_Exercise task_
Rewrite the data below with "supply" swapped for "provide" at every occurrence, leaving everything else as it stands.

_Data in this exercise_
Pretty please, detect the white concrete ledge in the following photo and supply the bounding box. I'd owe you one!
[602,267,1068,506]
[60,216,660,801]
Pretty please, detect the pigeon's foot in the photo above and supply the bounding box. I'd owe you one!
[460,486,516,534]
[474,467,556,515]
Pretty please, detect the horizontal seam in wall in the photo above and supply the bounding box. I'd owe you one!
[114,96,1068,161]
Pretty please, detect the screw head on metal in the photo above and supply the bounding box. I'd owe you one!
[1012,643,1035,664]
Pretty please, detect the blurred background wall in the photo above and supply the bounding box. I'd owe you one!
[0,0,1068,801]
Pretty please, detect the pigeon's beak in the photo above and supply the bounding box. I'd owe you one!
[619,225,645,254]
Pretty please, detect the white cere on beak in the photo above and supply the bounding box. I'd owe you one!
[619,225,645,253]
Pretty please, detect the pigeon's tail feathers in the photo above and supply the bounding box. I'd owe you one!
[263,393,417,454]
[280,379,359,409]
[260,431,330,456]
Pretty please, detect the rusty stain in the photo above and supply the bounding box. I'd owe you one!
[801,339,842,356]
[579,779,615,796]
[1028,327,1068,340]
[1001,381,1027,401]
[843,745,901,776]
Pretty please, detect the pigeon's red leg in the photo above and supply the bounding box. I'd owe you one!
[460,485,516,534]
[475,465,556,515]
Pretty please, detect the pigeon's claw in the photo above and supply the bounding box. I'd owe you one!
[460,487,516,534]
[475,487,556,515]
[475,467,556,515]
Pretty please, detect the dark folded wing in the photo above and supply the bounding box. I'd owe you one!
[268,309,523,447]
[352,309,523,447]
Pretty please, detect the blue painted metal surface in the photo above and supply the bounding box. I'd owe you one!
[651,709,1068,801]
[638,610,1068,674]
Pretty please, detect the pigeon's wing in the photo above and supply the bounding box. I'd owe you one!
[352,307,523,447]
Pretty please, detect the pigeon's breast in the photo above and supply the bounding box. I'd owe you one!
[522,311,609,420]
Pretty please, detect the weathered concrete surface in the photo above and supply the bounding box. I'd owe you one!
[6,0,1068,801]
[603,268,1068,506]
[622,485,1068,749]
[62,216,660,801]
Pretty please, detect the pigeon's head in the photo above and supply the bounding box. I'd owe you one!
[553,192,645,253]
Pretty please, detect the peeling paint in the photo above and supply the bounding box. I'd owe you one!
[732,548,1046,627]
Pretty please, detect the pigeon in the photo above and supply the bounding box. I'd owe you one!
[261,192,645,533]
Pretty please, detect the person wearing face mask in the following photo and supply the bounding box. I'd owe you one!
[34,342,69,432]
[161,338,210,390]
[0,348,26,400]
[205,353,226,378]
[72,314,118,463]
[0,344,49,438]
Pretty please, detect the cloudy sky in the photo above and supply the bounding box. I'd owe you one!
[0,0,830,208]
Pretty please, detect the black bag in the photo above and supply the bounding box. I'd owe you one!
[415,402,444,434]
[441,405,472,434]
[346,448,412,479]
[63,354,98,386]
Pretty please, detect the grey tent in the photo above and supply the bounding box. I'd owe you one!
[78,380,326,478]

_The output_
Pretty please, detect the white concrete ledge in the following photo and provide the bounding box. I'd owe you one!
[602,267,1068,506]
[60,216,660,801]
Pretty please, detect the pigeon's foot in the photo above and provide the bounding box. I'd owe you one!
[460,486,516,534]
[474,467,556,515]
Pretty please, detect the horizontal seam in wall in the photo above and provide the bounding box. I'd owe you one!
[114,96,1068,161]
Pretty please, detect the screw head on metal in the photo above and provide the bounding box. I'd owe you one!
[1012,643,1035,664]
Pretty please, detect the blurred background wall in the photo above and provide the bounding box. I'd owe you one!
[0,0,1068,801]
Pretty please, detect the pigeon's beak in the photo above and provide the bounding box. I'd owe you one!
[619,225,645,254]
Pretty please, detect the white cere on beak in the photo above and provide the bounding box. I'd owe you one!
[619,225,645,253]
Pretty please, detect the pigeon's tail feathers in the photo above and provide the bounding box. I'd owe you one!
[263,393,417,454]
[280,379,359,409]
[260,431,330,456]
Pretty please, detect the rusty stain in the photo above and provide the bounding box. I'd owe you one!
[801,339,842,356]
[579,779,615,796]
[1028,327,1068,340]
[1001,381,1027,401]
[843,745,901,776]
Pretty please, detect the pigeon's red leg in the photo above and provide the bounding box. I'd owe you one!
[460,485,516,534]
[475,465,556,515]
Pretty please, detect the pigeon's claw in the photo above and provide the bounding box. I'd owe you one!
[460,487,516,534]
[475,487,556,515]
[475,467,556,515]
Pretty please, detect the dark folded wing in the photo above and provide the bounding box. I'd owe you one!
[268,309,523,447]
[352,309,523,447]
Pretty please, detect the blue painted metal surface in the photo above and provide the bounding box. I'd owe you one!
[651,709,1068,801]
[638,610,1068,674]
Pretty please, detect the pigeon's wing in the photo above and provide the bounding box. I'd owe you one!
[352,307,523,447]
Pretty please, detect the pigeon's breast in the photo above and provide the bounding box. I'd owe you one!
[522,311,609,420]
Pretty please, detect the weathered concrete surface in the photo above and provide the bounding box. I'd owe you one!
[6,0,1068,801]
[603,268,1068,506]
[622,485,1068,749]
[62,216,660,801]
Pretty please, detect the pigeon's head in the photo above and provide the bounding box. I'd owe you one!
[553,192,645,253]
Pretty please, detect the peeling paint in the photo above and provide the bounding box. I'd owe you one!
[732,548,1046,627]
Pretty please, detect the pigeon in the photo above and provide the bounding box. I'd owe you one!
[261,192,645,533]
Pretty please, detect the person wearing face mask in the following photo and provide the bounding box. I'd owe you one!
[34,342,69,432]
[161,338,210,390]
[0,348,26,400]
[205,353,226,378]
[72,314,118,463]
[0,344,49,438]
Pretty please, detect the cloudy sky in the photo above and provide the bounding box. I'd owe you one!
[0,0,830,208]
Pretty please, detect the black bag in the photo above and provide the bounding box. I'd owe you one!
[415,402,444,434]
[441,405,472,434]
[346,448,412,479]
[63,354,98,386]
Pretty please, detect the grey tent in the photo above and provide the bounding box. I'd owe you one!
[78,380,326,478]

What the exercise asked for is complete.